## Prompt
Answer these from the figure legend below.
1. Which medium were the strains shifted to, and for how long at most?
2. What percentage agarose–formaldehyde gel was used?
3. Which oligonucleotide was used in panel (F), and where does it lie?

## Exercise passage
****************

FIG. 7 — Dbp6p depletion leads to lower steady-state levels of the 27S precursors and the mature 25S rRNA. Strains YDK8-1A(pRS416-*DBP6*) (*DBP6*) and YDK8-1A(pAS24-*DBP6*) (*GAL::DBP6*) were grown in YPGal medium and shifted to YPD medium for up to 36 h. The cells were harvested at the indicated times. Total RNA was extracted, separated on a 1.2% agarose–formaldehyde gel, transferred to a nylon membrane, and subjected to Northern analysis. The same filter was consecutively hybridized with the probes indicated in Fig. 1A. (A) Oligonucleotides 2 and 9, base pairing to sequences within the mature 18S and 25S rRNAs, respectively. (B) Oligonucleotide 1 in 5′ ETS. (C) Oligonucleotide 3 in ITS1 between sites D and A₂. (D) Oligonucleotide 4 in ITS1 between sites A₂ and A₃. (E) Oligonucleotide 5 in ITS1 downstream of site A₃. (F) Oligonucleotide 7 in ITS2 between sites E and C₂. The positions of the different pre-rRNAs and mature rRNAs are indicated.

****************

## Provided data

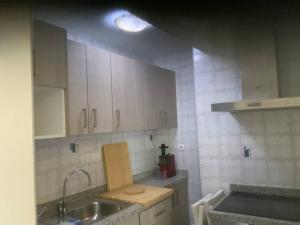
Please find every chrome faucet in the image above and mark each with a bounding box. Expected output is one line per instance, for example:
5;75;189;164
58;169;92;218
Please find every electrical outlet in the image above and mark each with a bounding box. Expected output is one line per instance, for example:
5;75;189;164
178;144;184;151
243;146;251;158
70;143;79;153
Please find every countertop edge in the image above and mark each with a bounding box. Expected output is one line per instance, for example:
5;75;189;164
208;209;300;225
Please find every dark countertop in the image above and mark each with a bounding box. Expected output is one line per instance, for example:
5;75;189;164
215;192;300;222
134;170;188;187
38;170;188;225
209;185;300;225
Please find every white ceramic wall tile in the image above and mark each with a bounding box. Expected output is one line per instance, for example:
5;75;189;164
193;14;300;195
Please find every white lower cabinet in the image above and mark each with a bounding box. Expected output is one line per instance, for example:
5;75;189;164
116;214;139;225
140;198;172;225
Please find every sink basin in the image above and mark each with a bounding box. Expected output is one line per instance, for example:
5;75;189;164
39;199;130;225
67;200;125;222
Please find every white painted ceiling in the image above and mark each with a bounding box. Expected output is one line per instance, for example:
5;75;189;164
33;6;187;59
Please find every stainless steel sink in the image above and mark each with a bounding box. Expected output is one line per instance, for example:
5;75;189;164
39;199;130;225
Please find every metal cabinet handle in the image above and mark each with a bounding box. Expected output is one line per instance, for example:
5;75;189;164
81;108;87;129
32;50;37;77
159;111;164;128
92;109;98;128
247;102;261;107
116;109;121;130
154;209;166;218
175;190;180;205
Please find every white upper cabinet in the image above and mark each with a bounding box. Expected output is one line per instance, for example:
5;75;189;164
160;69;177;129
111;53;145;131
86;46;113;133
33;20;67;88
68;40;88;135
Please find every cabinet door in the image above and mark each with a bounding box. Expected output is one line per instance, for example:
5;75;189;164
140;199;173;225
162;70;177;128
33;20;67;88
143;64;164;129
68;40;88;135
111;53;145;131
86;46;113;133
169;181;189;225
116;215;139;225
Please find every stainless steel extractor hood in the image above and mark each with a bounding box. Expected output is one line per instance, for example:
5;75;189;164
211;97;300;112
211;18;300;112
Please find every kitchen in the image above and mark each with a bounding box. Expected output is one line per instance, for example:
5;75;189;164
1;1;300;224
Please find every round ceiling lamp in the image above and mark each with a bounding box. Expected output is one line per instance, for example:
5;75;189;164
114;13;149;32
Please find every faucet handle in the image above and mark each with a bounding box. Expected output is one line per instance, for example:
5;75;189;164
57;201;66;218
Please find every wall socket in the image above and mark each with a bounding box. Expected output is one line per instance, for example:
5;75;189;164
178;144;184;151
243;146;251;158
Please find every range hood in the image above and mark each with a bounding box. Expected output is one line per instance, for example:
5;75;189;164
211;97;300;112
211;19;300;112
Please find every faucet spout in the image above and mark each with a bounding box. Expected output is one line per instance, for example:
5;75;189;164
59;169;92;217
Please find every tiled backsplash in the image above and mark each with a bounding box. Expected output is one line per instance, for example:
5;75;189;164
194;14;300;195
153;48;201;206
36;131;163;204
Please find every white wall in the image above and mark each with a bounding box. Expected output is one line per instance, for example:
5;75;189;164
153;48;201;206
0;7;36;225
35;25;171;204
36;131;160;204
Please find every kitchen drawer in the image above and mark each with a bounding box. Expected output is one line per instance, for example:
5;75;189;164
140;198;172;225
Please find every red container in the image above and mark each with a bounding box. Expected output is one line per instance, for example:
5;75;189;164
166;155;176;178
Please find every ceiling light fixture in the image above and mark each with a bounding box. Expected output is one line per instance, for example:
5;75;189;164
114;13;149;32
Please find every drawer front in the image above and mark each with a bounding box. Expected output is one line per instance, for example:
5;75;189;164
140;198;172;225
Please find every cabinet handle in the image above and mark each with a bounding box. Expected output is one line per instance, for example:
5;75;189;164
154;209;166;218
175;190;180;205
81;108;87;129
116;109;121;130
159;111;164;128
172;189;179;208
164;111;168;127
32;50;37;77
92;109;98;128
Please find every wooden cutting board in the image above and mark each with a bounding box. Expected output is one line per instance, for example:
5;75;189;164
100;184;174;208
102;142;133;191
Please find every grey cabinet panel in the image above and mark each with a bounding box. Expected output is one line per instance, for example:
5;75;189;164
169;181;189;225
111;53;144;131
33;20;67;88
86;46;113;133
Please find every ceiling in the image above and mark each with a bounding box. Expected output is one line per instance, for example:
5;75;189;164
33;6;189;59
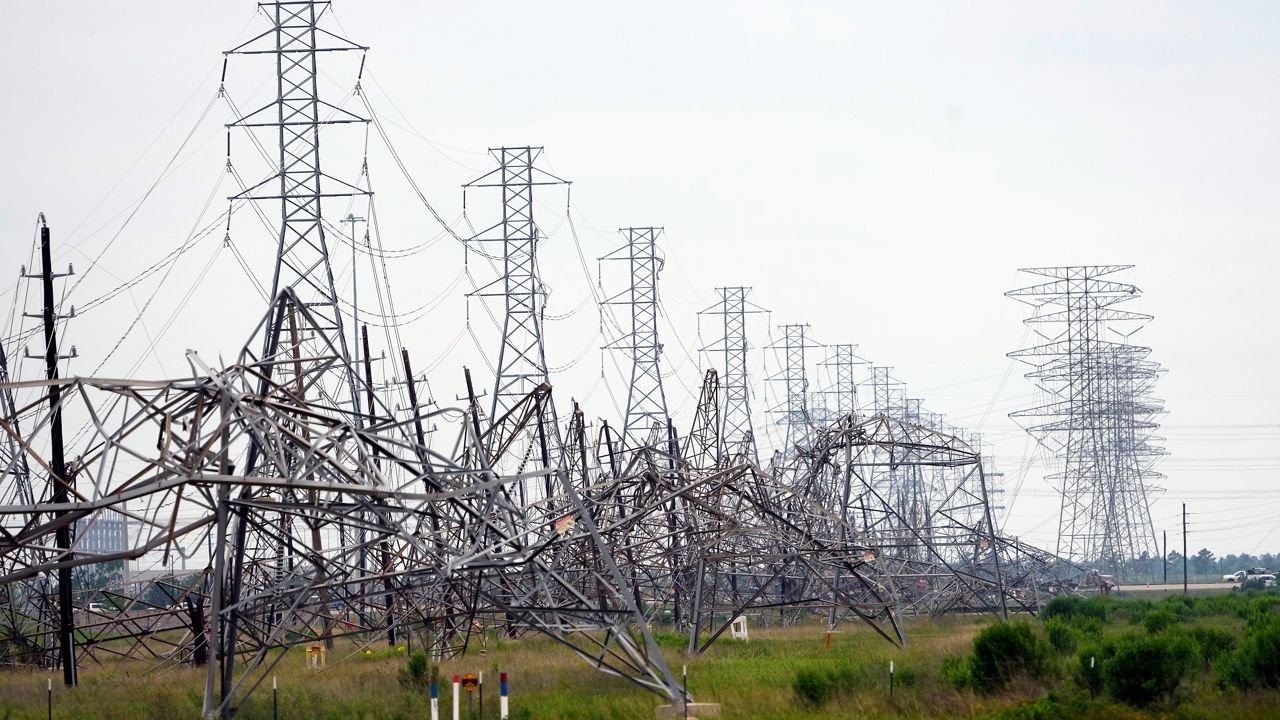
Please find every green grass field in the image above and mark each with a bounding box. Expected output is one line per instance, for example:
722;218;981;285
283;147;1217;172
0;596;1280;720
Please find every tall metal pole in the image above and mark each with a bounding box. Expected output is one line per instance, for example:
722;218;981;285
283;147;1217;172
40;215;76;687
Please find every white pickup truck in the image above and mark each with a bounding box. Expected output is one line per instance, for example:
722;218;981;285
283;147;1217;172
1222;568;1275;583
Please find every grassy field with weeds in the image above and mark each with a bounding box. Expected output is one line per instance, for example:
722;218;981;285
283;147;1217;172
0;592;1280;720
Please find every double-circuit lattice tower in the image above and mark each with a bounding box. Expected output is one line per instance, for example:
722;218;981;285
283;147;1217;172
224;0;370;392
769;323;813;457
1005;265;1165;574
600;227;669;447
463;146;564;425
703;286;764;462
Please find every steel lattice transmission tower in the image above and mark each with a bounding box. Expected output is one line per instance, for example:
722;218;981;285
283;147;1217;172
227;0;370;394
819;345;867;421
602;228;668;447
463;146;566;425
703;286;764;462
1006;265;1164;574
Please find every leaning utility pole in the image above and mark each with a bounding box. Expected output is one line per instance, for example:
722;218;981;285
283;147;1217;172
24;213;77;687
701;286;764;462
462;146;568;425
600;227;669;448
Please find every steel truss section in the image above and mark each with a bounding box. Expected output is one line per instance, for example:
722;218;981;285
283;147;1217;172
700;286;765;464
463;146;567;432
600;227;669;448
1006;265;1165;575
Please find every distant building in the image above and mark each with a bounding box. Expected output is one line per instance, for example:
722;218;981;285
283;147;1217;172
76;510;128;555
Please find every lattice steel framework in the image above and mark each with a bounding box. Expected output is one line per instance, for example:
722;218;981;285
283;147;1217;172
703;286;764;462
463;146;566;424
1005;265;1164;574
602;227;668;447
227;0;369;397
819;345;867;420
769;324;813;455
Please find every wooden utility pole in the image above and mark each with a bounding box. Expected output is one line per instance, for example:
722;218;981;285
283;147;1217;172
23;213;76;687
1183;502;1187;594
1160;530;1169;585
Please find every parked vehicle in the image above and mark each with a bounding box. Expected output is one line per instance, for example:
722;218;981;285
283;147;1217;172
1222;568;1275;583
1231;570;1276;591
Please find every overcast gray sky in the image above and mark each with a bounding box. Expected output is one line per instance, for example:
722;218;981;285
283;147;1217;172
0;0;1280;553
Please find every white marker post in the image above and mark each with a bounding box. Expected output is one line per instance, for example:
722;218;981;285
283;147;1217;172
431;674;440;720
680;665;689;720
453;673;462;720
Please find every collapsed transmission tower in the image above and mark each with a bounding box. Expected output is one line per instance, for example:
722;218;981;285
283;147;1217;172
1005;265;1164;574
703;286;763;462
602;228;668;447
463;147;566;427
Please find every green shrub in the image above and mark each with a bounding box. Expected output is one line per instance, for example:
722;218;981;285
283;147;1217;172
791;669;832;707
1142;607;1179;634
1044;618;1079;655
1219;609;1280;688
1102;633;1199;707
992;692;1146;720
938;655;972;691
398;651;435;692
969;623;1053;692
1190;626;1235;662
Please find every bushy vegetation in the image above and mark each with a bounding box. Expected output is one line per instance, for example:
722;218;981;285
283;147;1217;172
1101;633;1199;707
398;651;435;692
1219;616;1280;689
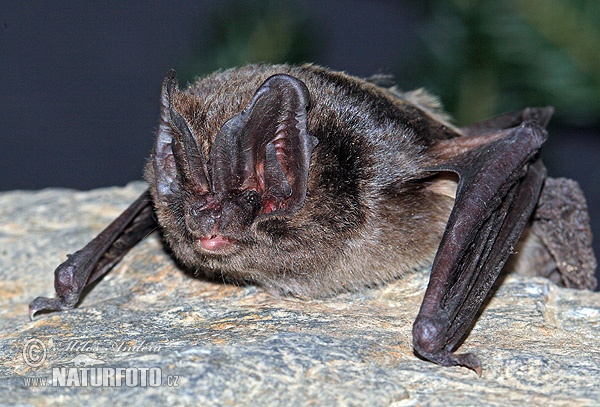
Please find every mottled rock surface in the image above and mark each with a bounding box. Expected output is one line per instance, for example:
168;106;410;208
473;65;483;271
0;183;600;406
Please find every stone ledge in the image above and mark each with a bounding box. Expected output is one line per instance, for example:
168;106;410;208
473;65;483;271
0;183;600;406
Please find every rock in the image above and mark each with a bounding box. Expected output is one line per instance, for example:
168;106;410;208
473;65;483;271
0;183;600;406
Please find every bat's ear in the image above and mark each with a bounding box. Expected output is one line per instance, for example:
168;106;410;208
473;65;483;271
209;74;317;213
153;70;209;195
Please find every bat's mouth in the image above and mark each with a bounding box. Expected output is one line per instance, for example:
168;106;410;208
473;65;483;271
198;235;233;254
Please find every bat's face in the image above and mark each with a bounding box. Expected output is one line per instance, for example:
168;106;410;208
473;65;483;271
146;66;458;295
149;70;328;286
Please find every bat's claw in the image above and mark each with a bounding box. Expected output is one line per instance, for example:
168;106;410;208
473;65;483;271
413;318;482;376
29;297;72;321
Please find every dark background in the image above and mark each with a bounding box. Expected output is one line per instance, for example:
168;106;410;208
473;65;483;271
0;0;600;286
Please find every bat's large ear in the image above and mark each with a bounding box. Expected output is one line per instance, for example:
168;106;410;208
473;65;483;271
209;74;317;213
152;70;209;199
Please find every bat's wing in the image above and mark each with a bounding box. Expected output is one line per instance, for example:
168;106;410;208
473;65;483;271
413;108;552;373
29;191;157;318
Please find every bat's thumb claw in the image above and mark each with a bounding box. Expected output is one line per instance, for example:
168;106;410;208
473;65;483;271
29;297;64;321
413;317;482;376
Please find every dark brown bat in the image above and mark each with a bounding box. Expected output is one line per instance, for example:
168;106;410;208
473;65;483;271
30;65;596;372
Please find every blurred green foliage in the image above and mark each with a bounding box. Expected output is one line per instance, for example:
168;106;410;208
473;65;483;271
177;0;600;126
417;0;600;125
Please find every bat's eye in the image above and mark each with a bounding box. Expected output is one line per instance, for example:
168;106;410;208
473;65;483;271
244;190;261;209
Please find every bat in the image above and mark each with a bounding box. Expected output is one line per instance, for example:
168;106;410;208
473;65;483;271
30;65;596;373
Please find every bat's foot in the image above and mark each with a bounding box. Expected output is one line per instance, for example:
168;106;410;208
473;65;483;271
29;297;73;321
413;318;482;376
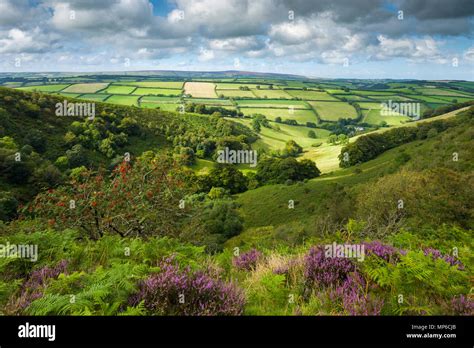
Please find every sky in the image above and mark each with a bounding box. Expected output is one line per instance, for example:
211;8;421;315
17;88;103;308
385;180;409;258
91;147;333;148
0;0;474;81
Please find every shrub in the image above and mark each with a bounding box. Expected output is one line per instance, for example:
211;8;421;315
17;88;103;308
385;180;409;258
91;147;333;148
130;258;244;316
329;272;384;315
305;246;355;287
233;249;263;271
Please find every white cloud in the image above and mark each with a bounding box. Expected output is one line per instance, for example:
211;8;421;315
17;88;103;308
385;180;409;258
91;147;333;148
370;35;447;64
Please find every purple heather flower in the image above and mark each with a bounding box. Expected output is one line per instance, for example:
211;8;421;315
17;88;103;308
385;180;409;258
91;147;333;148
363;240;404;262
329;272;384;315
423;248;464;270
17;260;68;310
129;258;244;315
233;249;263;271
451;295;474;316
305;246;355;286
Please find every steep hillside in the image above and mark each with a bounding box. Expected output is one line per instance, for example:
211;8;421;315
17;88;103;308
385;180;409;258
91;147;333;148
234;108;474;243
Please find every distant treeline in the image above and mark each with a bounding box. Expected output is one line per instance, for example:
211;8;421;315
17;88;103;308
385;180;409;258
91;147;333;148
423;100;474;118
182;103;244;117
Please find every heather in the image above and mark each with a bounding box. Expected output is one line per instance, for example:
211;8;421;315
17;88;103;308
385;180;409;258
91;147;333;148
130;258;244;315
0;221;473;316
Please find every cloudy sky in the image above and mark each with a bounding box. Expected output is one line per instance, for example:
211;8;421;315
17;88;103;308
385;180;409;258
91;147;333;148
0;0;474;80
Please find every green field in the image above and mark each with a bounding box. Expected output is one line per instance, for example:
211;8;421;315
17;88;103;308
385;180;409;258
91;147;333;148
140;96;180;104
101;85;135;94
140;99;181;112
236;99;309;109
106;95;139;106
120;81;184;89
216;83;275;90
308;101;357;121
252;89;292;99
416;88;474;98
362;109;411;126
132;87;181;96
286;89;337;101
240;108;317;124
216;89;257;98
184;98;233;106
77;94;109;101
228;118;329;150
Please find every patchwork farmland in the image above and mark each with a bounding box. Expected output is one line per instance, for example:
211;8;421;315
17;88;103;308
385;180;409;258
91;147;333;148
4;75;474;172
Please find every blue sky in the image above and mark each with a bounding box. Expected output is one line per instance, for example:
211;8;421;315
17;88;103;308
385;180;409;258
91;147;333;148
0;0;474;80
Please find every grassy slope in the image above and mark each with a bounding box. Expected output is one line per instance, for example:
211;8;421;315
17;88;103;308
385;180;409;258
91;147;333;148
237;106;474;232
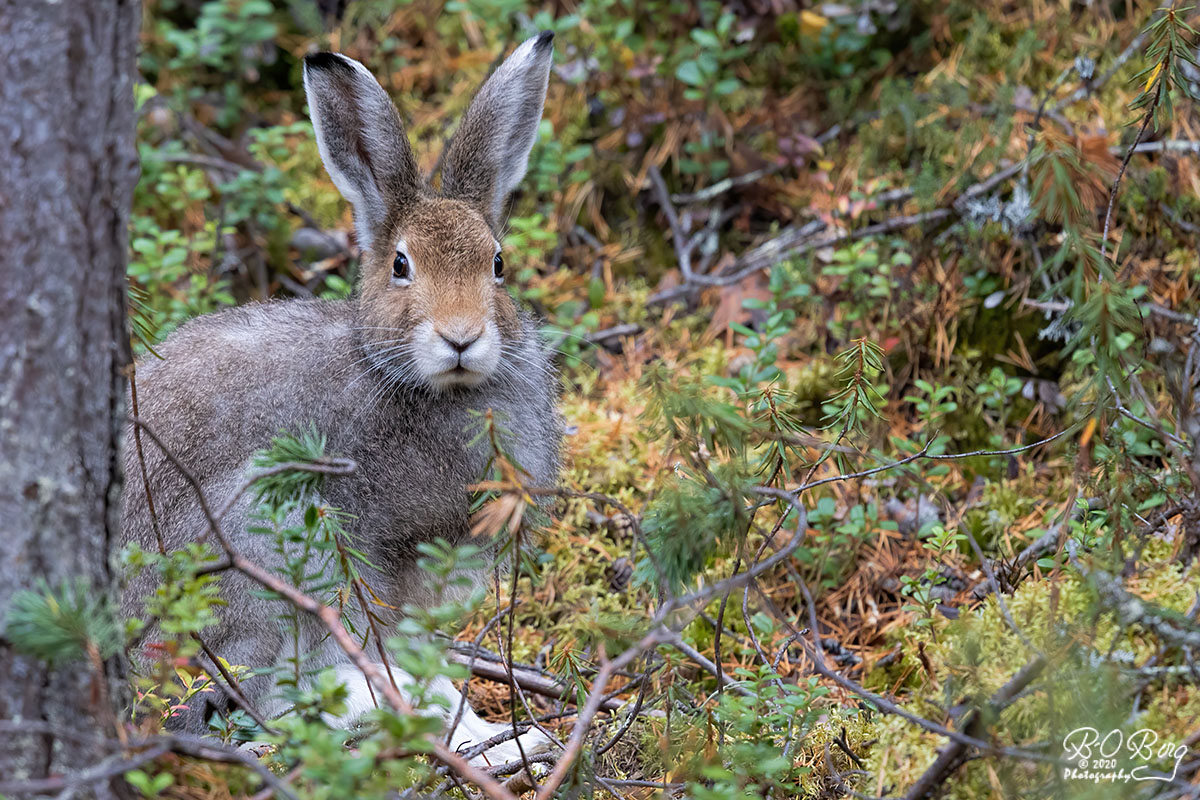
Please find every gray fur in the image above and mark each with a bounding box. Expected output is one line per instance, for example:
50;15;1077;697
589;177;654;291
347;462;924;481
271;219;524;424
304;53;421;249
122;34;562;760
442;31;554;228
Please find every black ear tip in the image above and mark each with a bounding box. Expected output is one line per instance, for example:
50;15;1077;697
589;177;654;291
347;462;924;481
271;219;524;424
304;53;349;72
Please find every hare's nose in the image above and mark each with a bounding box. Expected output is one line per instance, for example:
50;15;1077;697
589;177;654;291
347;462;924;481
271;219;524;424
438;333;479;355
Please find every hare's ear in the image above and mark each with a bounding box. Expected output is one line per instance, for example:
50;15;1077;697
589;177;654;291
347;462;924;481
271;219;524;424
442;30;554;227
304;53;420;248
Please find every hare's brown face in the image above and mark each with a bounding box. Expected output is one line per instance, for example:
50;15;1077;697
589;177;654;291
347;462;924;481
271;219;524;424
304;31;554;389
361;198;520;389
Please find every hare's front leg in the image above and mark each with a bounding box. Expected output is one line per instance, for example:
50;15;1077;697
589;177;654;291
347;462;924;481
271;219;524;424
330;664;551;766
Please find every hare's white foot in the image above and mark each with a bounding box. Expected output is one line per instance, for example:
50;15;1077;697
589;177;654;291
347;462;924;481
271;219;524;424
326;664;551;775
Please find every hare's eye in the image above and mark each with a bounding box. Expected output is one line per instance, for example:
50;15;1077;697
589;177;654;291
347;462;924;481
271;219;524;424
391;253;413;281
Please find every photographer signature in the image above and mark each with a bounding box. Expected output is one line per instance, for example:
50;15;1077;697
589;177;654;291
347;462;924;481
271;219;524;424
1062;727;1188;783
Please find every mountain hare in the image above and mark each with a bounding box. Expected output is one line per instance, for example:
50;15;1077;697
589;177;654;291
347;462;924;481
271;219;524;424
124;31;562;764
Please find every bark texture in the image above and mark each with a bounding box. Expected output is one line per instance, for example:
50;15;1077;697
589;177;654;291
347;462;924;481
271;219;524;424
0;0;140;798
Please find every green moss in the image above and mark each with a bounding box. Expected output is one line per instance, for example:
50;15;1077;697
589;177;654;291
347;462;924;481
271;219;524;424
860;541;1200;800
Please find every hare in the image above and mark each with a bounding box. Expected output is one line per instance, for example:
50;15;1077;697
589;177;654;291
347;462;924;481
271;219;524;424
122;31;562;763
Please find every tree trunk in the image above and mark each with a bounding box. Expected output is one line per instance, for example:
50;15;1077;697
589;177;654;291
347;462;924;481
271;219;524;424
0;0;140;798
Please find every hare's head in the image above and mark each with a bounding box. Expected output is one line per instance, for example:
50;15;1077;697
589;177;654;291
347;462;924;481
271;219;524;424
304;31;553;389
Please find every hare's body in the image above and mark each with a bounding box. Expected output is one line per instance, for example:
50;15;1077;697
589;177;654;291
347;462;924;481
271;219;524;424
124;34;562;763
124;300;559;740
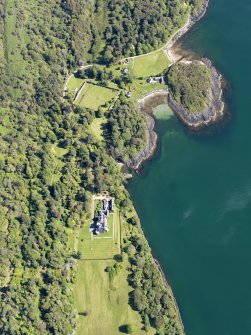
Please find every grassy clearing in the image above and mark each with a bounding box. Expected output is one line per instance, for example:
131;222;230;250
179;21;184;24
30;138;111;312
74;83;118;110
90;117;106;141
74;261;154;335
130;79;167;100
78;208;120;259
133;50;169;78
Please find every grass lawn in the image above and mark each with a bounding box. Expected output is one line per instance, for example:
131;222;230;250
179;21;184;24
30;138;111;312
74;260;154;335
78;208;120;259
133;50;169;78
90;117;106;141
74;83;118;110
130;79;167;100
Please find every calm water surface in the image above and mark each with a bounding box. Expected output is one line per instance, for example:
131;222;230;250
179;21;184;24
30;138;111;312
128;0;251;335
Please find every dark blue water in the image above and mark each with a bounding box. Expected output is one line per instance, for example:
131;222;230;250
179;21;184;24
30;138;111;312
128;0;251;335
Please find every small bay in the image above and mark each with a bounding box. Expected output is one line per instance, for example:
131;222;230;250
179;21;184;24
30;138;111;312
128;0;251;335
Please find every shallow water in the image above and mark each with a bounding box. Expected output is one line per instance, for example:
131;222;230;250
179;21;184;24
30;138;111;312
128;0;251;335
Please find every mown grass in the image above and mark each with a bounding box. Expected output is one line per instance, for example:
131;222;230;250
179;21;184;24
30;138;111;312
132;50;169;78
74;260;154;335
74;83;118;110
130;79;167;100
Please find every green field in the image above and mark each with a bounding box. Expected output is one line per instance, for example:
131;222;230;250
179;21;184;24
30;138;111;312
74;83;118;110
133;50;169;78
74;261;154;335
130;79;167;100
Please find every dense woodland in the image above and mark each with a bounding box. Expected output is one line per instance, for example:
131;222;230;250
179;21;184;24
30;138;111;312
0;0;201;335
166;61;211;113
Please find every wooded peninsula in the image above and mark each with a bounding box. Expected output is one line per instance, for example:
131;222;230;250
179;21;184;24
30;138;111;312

****************

## Reply
1. YPD medium, for up to 36 h.
2. 1.2%.
3. Oligonucleotide 7, in ITS2 between sites E and C₂.